- _Description of the task_
Render the following material again verbatim, leaving nothing out.

- _Records supplied_
========

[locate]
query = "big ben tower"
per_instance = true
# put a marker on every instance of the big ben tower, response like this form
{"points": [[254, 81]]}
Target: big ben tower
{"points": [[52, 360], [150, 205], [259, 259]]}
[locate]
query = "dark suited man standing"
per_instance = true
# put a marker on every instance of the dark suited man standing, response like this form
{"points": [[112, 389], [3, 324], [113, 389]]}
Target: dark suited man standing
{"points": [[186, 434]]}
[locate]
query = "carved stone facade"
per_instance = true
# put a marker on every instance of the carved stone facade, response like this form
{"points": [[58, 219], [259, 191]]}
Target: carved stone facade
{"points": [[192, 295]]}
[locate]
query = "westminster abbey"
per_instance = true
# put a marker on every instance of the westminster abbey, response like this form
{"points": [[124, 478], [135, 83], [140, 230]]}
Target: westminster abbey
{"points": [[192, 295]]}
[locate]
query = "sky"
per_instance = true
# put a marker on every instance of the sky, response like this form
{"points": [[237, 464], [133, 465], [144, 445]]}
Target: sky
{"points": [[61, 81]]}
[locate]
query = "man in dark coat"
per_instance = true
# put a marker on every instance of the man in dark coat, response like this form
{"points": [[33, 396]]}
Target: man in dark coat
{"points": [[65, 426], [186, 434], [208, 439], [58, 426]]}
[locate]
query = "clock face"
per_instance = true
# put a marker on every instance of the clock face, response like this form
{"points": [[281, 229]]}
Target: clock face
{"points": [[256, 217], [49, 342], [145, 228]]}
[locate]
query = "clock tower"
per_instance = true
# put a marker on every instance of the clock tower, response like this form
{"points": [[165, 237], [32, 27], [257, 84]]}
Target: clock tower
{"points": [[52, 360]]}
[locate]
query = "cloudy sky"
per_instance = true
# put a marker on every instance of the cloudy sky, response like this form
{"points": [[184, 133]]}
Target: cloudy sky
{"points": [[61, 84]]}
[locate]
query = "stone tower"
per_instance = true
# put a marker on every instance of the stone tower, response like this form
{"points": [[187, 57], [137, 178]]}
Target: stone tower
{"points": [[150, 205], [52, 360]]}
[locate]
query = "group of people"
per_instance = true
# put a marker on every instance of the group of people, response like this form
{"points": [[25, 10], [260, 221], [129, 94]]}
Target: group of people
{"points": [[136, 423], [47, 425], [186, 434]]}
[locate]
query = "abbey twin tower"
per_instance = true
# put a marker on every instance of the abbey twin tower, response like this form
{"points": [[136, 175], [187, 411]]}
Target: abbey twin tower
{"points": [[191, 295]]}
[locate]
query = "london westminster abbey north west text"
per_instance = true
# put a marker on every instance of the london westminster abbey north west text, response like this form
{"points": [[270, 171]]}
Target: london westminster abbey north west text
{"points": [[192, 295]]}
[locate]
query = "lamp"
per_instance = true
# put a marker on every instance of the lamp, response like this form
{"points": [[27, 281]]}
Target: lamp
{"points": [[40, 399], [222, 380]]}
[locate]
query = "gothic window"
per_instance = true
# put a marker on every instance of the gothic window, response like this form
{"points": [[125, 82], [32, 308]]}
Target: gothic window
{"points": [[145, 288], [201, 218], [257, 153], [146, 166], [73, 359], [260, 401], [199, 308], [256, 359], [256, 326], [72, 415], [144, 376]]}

========

- _Response to the task_
[locate]
query = "big ben tower"
per_instance = true
# put a marker on every instance of the big ben tower, response like this form
{"points": [[254, 81]]}
Target: big ben tower
{"points": [[52, 360], [150, 205], [259, 259]]}
[locate]
query = "dark suited man standing"
per_instance = true
# put a marker on every instance of the dark suited man standing, response like this form
{"points": [[112, 389], [3, 324], [113, 389]]}
Target: dark suited man standing
{"points": [[186, 434]]}
[locate]
query = "carved stone facade"
per_instance = true
# put a marker on every instance of the carved stone facade, response like this form
{"points": [[58, 219], [259, 191]]}
Target: carved stone facade
{"points": [[192, 295]]}
[locate]
query = "westminster abbey"
per_instance = true
# put a marker on every instance of the westminster abbey, response like this form
{"points": [[124, 478], [135, 83], [140, 230]]}
Target: westminster abbey
{"points": [[192, 295]]}
[locate]
query = "sky"
per_instance = true
# put a marker on every instance of the sky, response like this form
{"points": [[237, 464], [133, 465], [144, 445]]}
Target: sky
{"points": [[61, 81]]}
[locate]
query = "man in dark coat"
per_instance = true
# put a marker on every instance of the man in dark coat, response like this form
{"points": [[33, 396]]}
Target: man in dark coat
{"points": [[65, 426], [186, 434], [208, 439], [58, 426]]}
[locate]
query = "clock face"
per_instance = true
# put a marker on every instance of the clock face, response like this form
{"points": [[281, 229]]}
Target: clock face
{"points": [[256, 217], [49, 342], [145, 228]]}
[locate]
query = "clock tower"
per_instance = true
# put a marker on every instance of the clock tower, response like this form
{"points": [[165, 237], [32, 27], [257, 84]]}
Target: clock tower
{"points": [[52, 360]]}
[locate]
query = "cloudy sky"
per_instance = true
# put a marker on every instance of the cloudy sky, response like this form
{"points": [[184, 133]]}
Target: cloudy sky
{"points": [[61, 84]]}
[locate]
query = "stone tower"
per_instance = true
# put a marker on every instance of the stone tower, response like this form
{"points": [[187, 57], [137, 178]]}
Target: stone tower
{"points": [[150, 205], [52, 360]]}
[locate]
query = "group of people"
per_instance = true
# put a marker on every instance of the group of people, response like this form
{"points": [[25, 10], [260, 221], [129, 94]]}
Target: group of people
{"points": [[136, 423], [47, 425], [186, 434]]}
[locate]
query = "abbey twin tower"
per_instance = true
# put a marker on every instance of the abbey twin tower, response like this form
{"points": [[136, 175], [187, 411]]}
Target: abbey twin tower
{"points": [[191, 295]]}
[locate]
query = "london westminster abbey north west text"
per_instance = true
# put a marker on every instance of the london westminster abbey north west text, response like this form
{"points": [[270, 171]]}
Target: london westminster abbey north west text
{"points": [[192, 295]]}
[locate]
query = "lamp"
per_instance = true
# put a marker on every instance of the lamp, response like this form
{"points": [[27, 281]]}
Target: lamp
{"points": [[40, 399], [222, 380]]}
[locate]
query = "gothic window"
per_instance = true
# put a marker on every instance of the gothic window, response like this form
{"points": [[125, 82], [32, 308]]}
Target: gothic window
{"points": [[145, 288], [201, 218], [257, 153], [146, 166], [73, 359], [260, 401], [199, 308], [256, 359], [256, 326], [72, 415], [144, 376]]}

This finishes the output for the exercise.